* [What you need to do] Keep only the lines that hold the string "keypoint", filtering out the rest of the entries below.

(Beginning of Supplied data)

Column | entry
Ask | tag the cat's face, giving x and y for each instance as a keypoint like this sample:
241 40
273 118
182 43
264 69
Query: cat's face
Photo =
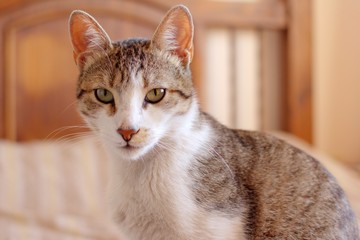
135 94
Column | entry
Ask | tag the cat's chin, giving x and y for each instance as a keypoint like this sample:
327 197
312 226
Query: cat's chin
132 153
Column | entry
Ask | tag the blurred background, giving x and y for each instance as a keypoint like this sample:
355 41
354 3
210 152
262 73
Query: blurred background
285 66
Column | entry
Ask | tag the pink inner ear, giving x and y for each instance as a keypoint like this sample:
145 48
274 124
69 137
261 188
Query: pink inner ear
86 34
175 34
78 28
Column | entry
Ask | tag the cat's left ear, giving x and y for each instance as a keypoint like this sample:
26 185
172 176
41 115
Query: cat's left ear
175 34
87 36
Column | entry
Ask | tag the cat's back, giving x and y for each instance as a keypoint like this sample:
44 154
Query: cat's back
288 194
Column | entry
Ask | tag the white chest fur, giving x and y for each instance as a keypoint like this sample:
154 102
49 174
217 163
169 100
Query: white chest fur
152 198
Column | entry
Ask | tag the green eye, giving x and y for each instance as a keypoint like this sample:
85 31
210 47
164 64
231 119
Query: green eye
155 95
104 96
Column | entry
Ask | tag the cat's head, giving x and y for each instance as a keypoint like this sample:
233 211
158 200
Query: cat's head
135 94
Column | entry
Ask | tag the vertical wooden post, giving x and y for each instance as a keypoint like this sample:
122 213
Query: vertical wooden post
299 88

(End of Supplied data)

* [Output of the exercise]
Ask | tag the cat's face, giving x and y for each instance as a keypoint like this sample:
Ask | tag the cat's chin, giving x and y for each instance as a keypoint like this sample:
Ask | tag the blurred background, giving x and y for each instance as a keypoint like this sample:
Ask | tag the pink inner ear, giving x and y for each instance as a keypoint like this sample:
Ask | tag the cat's left ear, giving x and y for each instance as a keypoint like this sample:
Ask | tag the cat's back, giving x and y for each instance as a keypoint like this sample:
Ask | tag the white chest fur, giving x and y for each instance as a keypoint like this sample:
Ask | tag the green eye, giving x and y for each instance as a keypoint like this sample:
Ask | tag the cat's head, giving x and y for each instance as a keypoint like this sample:
Ask | tag the vertical wooden post, giving x and y for each instance as a keypoint like this sample:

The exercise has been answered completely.